# [Written problem]
Give as output the line that contains "Keypoint guideline: for each instance of the man's hand", followed by every remaining line of the entries, unchanged and with nothing added.

# [Data in this exercise]
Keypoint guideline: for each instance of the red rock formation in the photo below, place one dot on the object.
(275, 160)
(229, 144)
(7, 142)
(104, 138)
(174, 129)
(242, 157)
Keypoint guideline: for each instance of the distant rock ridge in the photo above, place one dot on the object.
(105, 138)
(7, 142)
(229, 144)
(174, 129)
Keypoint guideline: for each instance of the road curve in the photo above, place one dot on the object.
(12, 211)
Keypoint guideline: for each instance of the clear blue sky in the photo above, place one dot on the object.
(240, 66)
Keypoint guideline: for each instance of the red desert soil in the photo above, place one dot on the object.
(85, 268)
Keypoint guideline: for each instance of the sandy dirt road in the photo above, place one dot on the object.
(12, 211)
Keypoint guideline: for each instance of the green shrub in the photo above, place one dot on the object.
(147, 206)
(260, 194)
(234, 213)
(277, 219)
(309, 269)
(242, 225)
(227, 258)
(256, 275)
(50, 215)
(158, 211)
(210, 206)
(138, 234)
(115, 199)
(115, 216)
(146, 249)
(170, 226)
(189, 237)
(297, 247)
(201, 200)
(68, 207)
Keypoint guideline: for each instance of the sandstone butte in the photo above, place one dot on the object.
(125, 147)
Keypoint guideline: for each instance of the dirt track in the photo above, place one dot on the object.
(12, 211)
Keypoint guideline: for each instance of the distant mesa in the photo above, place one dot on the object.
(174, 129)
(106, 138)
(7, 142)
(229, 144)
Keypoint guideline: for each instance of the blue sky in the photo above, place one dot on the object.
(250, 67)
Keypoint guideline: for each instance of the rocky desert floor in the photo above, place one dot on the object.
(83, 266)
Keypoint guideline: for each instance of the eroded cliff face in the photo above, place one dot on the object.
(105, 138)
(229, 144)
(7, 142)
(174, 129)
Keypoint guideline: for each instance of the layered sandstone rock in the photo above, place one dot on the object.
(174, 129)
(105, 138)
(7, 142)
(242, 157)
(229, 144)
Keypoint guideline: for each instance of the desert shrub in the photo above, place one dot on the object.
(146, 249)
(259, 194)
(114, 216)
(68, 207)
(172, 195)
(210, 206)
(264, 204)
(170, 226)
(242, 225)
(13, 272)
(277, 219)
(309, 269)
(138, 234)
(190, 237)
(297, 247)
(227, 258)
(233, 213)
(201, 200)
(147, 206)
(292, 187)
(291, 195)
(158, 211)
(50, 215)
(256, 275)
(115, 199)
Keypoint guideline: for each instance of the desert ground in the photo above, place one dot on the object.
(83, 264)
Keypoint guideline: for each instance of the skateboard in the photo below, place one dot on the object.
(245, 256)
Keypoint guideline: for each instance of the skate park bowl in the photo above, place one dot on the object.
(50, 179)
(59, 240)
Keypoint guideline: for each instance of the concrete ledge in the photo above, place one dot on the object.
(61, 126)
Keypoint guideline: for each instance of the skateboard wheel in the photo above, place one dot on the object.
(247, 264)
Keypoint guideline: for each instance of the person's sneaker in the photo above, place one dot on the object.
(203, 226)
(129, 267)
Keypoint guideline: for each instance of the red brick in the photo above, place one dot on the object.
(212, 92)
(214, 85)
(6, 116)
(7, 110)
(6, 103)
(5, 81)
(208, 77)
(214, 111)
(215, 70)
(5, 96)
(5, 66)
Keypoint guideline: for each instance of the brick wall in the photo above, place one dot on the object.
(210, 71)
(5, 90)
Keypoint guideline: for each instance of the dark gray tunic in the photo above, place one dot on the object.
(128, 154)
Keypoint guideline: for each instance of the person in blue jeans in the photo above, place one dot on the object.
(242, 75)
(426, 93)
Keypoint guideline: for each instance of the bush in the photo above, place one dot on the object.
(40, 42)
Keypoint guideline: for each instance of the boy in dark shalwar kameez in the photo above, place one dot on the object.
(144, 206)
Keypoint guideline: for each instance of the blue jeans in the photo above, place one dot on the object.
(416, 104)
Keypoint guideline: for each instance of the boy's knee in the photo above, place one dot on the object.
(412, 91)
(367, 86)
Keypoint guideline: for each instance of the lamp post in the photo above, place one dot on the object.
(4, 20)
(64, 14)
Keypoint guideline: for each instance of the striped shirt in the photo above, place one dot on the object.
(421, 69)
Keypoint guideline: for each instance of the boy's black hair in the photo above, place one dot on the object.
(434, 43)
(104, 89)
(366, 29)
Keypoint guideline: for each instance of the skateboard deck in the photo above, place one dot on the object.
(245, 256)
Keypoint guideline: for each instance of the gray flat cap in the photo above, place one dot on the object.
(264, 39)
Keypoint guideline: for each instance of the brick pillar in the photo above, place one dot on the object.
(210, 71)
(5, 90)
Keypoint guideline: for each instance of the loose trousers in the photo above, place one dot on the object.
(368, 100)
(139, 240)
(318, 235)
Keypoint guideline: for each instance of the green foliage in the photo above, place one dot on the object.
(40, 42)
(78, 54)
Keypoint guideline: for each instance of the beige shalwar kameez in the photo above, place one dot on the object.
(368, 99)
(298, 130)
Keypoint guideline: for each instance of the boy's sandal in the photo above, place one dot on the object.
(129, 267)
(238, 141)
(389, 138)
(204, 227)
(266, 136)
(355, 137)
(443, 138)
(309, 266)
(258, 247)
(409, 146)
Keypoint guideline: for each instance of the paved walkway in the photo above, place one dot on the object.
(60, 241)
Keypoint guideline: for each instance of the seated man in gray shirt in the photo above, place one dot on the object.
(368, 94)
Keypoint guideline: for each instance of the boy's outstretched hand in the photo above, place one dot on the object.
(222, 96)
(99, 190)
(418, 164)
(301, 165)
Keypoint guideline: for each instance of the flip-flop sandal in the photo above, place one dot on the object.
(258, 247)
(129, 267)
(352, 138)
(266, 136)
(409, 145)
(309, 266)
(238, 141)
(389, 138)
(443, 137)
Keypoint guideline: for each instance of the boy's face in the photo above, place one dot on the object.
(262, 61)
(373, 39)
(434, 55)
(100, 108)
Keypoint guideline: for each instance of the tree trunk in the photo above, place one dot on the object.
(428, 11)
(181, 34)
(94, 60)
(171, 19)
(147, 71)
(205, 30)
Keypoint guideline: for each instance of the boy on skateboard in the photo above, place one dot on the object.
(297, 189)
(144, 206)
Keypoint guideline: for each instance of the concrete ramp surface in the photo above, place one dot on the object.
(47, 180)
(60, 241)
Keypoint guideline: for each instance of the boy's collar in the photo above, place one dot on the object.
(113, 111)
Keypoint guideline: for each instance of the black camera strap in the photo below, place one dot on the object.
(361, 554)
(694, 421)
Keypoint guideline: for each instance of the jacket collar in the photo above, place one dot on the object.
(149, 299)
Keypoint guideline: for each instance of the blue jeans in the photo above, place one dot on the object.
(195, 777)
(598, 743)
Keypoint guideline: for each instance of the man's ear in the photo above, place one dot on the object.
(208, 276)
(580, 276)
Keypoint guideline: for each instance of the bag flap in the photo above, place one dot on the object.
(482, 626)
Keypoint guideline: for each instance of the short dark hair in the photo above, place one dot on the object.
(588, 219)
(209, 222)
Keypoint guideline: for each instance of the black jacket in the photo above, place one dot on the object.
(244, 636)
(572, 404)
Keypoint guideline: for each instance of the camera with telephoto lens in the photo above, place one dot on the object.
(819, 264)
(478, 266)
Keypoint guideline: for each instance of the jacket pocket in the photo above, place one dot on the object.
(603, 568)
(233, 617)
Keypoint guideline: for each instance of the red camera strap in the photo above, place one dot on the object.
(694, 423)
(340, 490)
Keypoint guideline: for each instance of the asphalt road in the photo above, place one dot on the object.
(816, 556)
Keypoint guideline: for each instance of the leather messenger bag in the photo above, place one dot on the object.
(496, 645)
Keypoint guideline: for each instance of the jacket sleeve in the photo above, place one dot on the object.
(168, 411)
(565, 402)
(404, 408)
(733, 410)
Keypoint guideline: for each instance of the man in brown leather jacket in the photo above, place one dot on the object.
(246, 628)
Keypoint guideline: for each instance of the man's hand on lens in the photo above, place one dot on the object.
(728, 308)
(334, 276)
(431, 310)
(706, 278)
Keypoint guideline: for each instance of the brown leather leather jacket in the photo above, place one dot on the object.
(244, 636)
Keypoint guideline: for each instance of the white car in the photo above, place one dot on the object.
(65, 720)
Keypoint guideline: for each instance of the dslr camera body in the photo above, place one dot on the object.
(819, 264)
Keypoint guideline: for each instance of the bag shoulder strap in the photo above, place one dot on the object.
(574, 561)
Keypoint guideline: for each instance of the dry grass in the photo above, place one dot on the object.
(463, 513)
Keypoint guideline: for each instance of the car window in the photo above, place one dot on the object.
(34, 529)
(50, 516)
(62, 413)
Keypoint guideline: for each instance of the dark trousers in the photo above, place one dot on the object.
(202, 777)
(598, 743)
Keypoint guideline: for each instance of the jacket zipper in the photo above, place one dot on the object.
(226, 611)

# [Worked answer]
Keypoint guideline: for each instance of the man's hand on lens in the photo above, place one dot on the object.
(728, 308)
(334, 276)
(431, 310)
(706, 278)
Keypoint guideline: for each instance of the brown leather leather jacket in the photo above, place one dot on the object.
(244, 636)
Keypoint guideline: for each instance of the white car in the photo above, place one dot on the object.
(65, 720)
Keypoint guideline: for each instance of the dslr camera body in the photo above, place one dot on the object.
(819, 264)
Keypoint guideline: for each instance of the bag shoulder strap in the photo above, place one dot on the object.
(574, 561)
Keypoint guideline: for each instance of the dry grass in the photo above, place one dot on the object.
(463, 513)
Keypoint guideline: for each instance of the car window in the photo above, place one dot on the object.
(34, 529)
(50, 516)
(62, 413)
Keypoint guideline: for each instance of the dark trousers in the photo above, place one dot on the object.
(202, 777)
(598, 743)
Keypoint guideline: for each instance of the jacket zipper in the photo above, place one dot on the object.
(226, 611)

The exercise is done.